[Collected data lines]
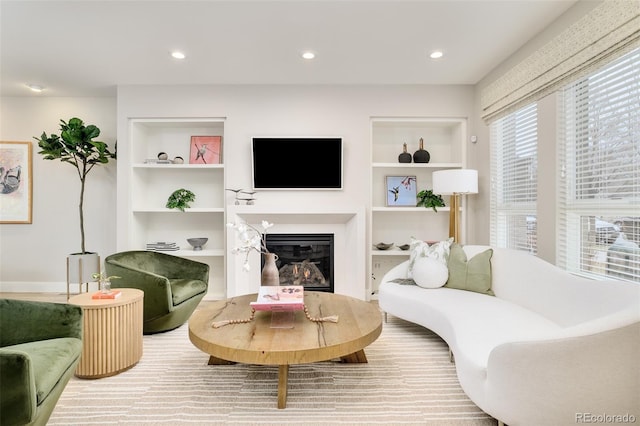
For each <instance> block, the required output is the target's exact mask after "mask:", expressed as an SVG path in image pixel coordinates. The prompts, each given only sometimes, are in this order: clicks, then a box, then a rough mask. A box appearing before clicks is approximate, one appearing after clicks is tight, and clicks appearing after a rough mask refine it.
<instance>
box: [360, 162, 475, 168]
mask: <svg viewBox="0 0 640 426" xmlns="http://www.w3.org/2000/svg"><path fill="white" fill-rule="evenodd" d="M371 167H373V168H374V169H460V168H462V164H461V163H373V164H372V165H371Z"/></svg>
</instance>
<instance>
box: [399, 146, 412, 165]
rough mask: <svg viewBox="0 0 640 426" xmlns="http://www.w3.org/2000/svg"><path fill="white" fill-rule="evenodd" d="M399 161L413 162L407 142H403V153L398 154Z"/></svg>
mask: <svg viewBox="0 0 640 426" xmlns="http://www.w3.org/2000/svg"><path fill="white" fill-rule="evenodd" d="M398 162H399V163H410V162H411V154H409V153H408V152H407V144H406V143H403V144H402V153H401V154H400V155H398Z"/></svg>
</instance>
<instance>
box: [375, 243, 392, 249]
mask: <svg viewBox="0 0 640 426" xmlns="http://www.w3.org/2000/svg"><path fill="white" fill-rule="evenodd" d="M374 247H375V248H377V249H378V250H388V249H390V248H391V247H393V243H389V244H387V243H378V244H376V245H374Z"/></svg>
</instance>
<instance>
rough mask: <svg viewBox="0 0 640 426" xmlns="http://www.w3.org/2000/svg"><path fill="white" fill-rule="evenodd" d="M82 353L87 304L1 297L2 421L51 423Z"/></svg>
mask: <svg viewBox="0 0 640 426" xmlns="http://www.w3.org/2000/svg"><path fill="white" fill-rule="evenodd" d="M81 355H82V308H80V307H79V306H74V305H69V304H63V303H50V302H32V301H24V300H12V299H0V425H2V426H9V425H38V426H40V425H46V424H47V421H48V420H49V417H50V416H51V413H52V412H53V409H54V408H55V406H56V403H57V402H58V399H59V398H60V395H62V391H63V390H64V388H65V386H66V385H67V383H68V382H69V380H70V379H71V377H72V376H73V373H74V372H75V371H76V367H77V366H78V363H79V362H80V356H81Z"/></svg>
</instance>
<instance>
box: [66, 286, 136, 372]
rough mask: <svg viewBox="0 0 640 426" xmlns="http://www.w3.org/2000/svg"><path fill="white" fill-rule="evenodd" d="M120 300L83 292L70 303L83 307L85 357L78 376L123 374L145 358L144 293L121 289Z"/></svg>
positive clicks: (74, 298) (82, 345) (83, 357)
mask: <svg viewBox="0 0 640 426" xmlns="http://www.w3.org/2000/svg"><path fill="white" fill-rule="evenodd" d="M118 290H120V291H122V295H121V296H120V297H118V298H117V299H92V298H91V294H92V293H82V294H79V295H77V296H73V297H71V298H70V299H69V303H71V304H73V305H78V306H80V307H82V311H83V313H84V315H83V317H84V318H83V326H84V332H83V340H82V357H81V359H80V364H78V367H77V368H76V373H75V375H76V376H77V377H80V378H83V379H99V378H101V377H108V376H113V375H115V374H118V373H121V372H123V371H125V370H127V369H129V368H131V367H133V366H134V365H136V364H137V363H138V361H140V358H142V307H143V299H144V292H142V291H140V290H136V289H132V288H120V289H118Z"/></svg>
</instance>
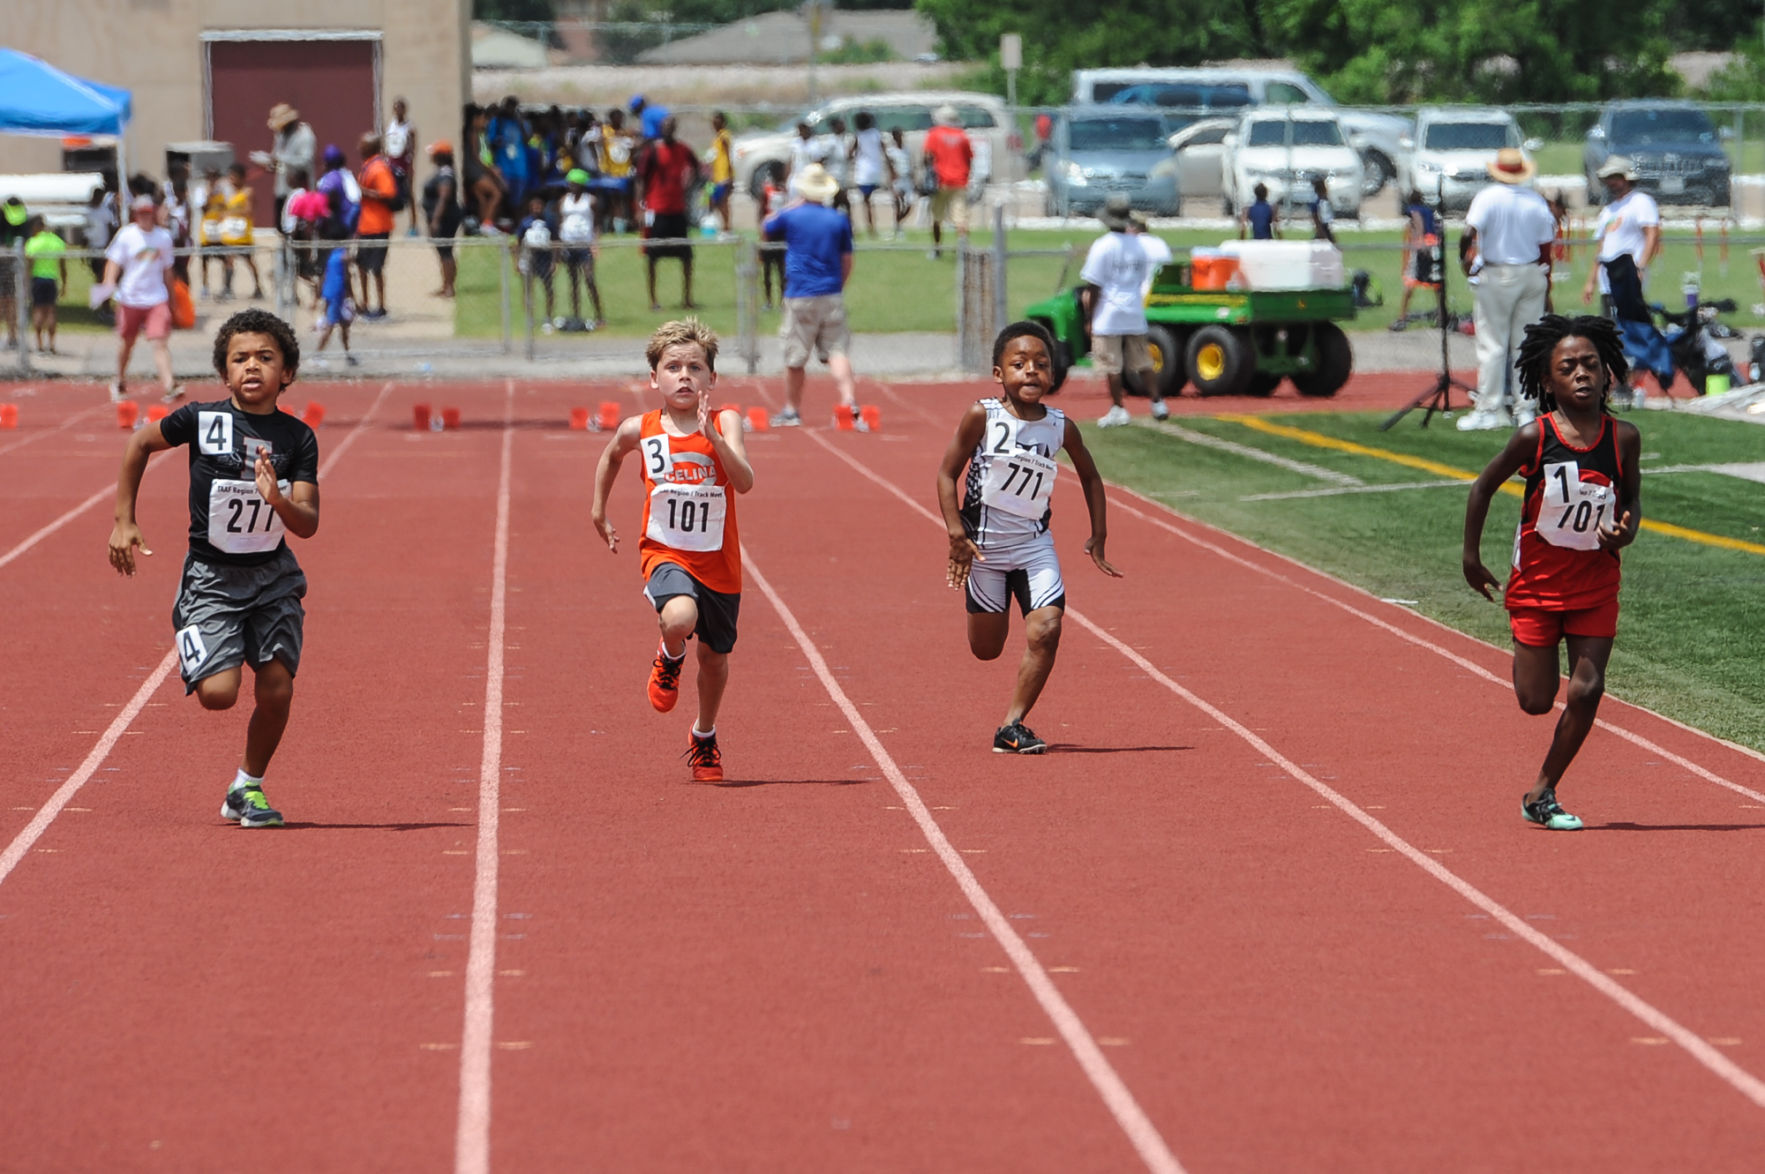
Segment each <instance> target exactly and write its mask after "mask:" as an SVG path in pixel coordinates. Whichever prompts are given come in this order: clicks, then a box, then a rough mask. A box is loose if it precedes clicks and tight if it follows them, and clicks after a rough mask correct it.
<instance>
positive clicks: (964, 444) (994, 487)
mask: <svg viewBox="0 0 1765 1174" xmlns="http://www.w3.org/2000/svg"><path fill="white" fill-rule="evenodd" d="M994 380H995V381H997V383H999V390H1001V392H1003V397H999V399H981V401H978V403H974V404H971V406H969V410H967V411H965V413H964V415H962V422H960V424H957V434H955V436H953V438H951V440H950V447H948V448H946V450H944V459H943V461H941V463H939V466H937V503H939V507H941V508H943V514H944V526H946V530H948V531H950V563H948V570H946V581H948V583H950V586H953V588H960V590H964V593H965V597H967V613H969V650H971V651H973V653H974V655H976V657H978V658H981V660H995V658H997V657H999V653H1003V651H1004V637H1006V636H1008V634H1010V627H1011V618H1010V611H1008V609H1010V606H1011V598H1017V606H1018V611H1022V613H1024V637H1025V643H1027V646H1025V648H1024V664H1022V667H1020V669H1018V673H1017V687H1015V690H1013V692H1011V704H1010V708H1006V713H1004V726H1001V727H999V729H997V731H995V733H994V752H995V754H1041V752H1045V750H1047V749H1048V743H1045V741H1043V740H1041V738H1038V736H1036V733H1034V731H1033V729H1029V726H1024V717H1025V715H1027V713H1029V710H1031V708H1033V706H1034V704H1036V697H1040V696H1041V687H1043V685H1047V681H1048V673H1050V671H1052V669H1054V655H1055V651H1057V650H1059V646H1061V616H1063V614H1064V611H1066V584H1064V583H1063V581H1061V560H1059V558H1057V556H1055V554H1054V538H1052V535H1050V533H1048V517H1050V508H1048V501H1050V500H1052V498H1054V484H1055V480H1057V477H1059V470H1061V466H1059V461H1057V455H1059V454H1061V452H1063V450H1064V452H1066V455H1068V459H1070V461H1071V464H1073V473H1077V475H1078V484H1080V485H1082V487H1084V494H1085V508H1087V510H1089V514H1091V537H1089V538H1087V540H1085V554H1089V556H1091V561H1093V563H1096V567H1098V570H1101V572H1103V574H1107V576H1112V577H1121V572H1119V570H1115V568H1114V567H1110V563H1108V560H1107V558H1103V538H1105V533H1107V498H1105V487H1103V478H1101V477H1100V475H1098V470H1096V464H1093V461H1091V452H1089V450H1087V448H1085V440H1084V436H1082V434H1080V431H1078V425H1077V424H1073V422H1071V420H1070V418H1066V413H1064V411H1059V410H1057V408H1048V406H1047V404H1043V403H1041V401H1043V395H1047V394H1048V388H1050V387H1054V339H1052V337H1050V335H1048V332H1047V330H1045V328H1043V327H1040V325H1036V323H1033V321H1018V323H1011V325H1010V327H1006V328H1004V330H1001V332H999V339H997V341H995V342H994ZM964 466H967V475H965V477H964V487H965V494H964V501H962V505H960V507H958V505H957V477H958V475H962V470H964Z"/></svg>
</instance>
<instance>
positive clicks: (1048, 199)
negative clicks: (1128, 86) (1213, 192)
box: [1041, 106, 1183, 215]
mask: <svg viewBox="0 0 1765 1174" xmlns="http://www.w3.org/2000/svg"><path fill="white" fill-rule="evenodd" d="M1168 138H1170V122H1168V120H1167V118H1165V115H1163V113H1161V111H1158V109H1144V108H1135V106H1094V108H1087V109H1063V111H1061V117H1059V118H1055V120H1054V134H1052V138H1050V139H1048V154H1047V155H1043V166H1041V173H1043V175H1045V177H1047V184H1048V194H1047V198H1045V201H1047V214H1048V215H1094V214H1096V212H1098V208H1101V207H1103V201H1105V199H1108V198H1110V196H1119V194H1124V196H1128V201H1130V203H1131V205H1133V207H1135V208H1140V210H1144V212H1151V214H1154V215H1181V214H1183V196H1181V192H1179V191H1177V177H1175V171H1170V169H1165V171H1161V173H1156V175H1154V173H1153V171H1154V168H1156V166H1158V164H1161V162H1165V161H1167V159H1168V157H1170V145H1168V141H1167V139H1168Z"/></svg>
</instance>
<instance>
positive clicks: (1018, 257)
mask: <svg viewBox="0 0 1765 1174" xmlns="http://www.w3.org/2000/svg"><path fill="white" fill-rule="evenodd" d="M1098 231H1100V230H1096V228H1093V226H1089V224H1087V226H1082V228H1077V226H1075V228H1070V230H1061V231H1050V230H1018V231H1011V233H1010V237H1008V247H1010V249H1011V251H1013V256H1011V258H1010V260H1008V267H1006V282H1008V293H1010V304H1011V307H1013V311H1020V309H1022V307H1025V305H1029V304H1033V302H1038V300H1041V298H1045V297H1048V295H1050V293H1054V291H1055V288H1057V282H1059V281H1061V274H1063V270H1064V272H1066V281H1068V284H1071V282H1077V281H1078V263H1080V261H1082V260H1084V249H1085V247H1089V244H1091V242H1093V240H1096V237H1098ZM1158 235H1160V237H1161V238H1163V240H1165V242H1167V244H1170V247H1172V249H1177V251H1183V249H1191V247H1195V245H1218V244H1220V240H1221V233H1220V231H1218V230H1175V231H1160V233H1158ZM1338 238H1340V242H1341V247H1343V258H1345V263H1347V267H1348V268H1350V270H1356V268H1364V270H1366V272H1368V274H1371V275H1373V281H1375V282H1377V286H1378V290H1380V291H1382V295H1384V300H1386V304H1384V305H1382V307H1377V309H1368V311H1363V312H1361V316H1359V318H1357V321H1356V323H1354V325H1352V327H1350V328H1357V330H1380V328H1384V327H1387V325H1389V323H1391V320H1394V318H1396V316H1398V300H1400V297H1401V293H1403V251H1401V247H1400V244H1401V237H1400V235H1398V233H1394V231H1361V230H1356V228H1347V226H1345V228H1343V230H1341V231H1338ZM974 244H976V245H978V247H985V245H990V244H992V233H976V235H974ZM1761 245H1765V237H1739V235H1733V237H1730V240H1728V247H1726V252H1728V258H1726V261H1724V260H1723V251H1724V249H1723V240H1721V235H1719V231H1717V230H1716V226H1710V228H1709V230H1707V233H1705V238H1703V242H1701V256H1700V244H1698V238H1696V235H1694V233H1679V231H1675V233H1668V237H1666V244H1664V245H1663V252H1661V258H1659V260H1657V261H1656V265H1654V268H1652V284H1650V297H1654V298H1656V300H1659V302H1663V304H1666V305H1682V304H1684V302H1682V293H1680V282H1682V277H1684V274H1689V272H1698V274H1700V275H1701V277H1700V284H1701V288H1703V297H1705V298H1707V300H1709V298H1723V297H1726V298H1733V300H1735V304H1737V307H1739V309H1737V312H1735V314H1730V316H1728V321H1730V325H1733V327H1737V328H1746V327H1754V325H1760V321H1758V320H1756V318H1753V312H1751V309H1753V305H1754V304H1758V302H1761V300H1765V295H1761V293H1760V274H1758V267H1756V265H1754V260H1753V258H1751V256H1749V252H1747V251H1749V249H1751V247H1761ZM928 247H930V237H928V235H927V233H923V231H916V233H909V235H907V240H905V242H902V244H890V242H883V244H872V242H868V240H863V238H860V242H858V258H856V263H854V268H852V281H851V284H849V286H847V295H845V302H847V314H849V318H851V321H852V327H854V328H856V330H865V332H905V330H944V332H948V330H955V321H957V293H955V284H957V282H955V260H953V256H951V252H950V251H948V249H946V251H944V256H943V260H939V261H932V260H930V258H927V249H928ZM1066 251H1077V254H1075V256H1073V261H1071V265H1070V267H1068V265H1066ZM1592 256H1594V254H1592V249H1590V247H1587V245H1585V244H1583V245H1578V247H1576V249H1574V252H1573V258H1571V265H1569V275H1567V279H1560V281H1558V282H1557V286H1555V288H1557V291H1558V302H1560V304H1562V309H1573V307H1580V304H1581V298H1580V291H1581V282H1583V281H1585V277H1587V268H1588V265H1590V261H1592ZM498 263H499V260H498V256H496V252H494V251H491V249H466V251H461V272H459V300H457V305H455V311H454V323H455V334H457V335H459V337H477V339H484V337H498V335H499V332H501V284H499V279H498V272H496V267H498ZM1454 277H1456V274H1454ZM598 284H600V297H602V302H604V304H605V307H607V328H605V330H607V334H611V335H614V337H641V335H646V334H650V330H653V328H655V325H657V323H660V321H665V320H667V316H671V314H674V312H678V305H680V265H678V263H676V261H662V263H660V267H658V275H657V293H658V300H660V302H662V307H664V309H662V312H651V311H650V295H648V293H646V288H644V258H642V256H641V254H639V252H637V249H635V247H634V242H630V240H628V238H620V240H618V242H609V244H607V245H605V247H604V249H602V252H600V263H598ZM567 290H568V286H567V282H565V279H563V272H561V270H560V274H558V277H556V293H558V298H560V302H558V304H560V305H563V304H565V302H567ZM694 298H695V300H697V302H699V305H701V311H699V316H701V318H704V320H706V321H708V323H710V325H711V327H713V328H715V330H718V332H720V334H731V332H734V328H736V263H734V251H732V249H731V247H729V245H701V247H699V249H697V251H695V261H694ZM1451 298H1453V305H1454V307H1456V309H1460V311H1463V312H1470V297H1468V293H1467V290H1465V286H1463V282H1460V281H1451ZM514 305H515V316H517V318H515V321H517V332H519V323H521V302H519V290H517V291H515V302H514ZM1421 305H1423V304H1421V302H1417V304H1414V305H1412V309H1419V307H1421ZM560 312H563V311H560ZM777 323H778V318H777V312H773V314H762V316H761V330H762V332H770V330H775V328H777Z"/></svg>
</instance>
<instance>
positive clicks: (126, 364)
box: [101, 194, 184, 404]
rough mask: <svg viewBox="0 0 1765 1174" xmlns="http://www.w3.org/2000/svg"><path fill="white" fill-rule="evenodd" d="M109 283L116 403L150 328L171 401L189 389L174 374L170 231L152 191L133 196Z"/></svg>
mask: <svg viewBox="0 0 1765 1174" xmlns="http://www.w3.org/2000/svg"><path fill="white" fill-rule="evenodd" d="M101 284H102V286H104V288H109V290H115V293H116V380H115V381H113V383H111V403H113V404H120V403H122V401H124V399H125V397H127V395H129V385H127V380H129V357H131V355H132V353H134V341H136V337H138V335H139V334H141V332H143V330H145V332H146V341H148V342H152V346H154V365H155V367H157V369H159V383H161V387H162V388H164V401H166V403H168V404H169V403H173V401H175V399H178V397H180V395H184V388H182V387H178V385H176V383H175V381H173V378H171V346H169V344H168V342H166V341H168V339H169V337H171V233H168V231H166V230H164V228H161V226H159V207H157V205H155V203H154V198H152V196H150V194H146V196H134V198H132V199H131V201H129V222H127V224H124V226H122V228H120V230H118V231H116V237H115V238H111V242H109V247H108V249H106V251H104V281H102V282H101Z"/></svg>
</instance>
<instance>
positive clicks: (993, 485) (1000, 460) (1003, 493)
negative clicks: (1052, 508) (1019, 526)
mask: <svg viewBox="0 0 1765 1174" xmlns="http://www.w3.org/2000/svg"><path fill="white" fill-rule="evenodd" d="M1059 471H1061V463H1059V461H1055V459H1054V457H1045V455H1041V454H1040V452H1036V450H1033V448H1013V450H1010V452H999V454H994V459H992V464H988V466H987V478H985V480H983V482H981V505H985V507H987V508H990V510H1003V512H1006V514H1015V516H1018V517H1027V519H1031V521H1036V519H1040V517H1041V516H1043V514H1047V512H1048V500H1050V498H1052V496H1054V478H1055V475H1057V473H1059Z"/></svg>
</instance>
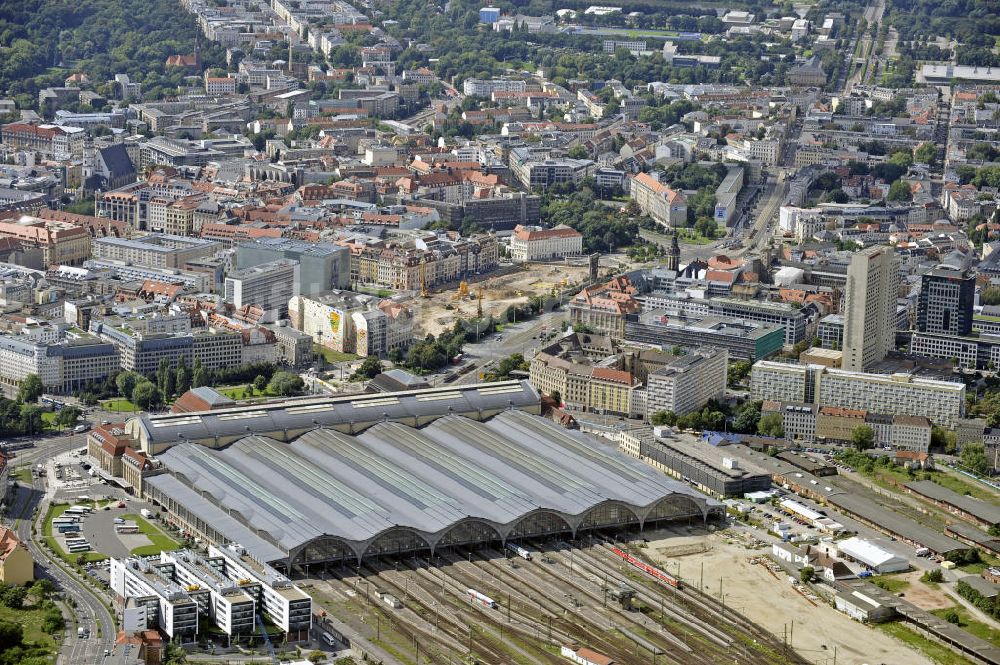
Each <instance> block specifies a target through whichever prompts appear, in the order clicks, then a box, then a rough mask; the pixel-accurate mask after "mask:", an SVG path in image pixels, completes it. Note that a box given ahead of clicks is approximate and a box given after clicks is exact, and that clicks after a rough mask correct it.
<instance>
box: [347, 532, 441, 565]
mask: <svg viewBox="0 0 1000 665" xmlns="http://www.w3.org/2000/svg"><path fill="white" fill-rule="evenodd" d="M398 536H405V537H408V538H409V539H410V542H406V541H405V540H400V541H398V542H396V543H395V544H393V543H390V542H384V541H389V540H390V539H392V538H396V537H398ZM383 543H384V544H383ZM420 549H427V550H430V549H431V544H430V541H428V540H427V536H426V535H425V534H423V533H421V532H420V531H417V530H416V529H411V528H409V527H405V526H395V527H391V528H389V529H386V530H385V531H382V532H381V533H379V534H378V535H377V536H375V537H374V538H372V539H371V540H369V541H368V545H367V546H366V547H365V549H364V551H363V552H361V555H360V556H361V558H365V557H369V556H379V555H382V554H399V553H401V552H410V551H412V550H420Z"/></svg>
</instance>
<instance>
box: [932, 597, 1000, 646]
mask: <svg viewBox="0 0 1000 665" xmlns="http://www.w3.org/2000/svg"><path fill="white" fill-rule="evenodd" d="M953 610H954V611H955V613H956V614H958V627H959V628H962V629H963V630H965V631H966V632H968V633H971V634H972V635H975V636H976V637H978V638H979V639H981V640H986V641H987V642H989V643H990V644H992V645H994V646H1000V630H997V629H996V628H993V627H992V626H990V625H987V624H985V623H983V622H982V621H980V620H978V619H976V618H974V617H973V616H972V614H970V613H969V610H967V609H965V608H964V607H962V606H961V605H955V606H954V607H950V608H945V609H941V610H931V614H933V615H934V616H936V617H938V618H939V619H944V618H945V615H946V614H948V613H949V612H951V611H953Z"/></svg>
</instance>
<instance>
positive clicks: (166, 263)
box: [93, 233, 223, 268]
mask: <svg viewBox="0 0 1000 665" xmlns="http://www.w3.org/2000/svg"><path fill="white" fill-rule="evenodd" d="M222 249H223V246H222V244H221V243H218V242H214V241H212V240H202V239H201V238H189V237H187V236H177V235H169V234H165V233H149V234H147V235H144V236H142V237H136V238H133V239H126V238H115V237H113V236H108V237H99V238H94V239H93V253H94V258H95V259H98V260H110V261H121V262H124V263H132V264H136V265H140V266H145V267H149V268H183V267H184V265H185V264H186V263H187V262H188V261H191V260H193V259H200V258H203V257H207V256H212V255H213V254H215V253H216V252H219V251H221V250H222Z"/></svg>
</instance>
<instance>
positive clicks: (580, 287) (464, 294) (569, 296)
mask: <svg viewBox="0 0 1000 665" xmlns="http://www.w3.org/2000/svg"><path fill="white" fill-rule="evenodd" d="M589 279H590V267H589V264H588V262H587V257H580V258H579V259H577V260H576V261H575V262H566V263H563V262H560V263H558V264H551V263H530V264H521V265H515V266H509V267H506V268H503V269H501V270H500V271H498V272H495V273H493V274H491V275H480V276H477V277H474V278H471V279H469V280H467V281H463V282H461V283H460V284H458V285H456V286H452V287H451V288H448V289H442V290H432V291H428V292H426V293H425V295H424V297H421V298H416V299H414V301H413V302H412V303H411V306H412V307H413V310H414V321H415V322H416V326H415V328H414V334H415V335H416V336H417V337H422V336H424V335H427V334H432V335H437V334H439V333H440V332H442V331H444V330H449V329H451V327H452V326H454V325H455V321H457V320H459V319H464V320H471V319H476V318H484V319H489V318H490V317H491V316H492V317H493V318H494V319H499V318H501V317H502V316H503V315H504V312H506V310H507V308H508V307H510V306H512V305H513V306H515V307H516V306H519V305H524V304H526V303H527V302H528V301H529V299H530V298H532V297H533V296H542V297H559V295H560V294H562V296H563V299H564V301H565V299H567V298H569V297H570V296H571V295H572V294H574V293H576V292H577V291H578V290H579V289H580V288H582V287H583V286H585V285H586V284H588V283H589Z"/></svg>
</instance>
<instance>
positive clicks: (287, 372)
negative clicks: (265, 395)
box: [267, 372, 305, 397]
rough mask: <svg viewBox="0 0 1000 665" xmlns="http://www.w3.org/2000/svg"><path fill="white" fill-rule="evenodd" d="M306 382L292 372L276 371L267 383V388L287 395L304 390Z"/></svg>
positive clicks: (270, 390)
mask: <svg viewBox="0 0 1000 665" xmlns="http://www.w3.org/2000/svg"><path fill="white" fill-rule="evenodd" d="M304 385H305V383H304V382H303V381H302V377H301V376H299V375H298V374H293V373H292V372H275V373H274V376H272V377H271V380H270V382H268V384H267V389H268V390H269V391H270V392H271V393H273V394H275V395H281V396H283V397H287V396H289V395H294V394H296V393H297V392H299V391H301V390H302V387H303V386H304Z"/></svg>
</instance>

TASK STATEMENT → Select each line above that has the word "image" in it, and copy those lines out in full.

ANSWER TO THIS TASK →
For each <instance> block, the required output is the target's exact mask after "mask:", expressed as an SVG path in image pixel coordinates. The prompts, each given only sometimes, are in this order: clicks, then a box, then a rough mask. A box appearing before clicks is approximate, one appearing after clicks is tight, and clicks appearing after a rough mask refine it.
Each <instance> block specifies a target through whichever prompts appear, in the order clicks, then a box, then a rough mask; the pixel-accurate mask after "mask:", an SVG path in image pixels, completes it. Note that a box given ahead of clicks is approximate and a box given after clicks is exact, and that clicks after a rough mask correct it.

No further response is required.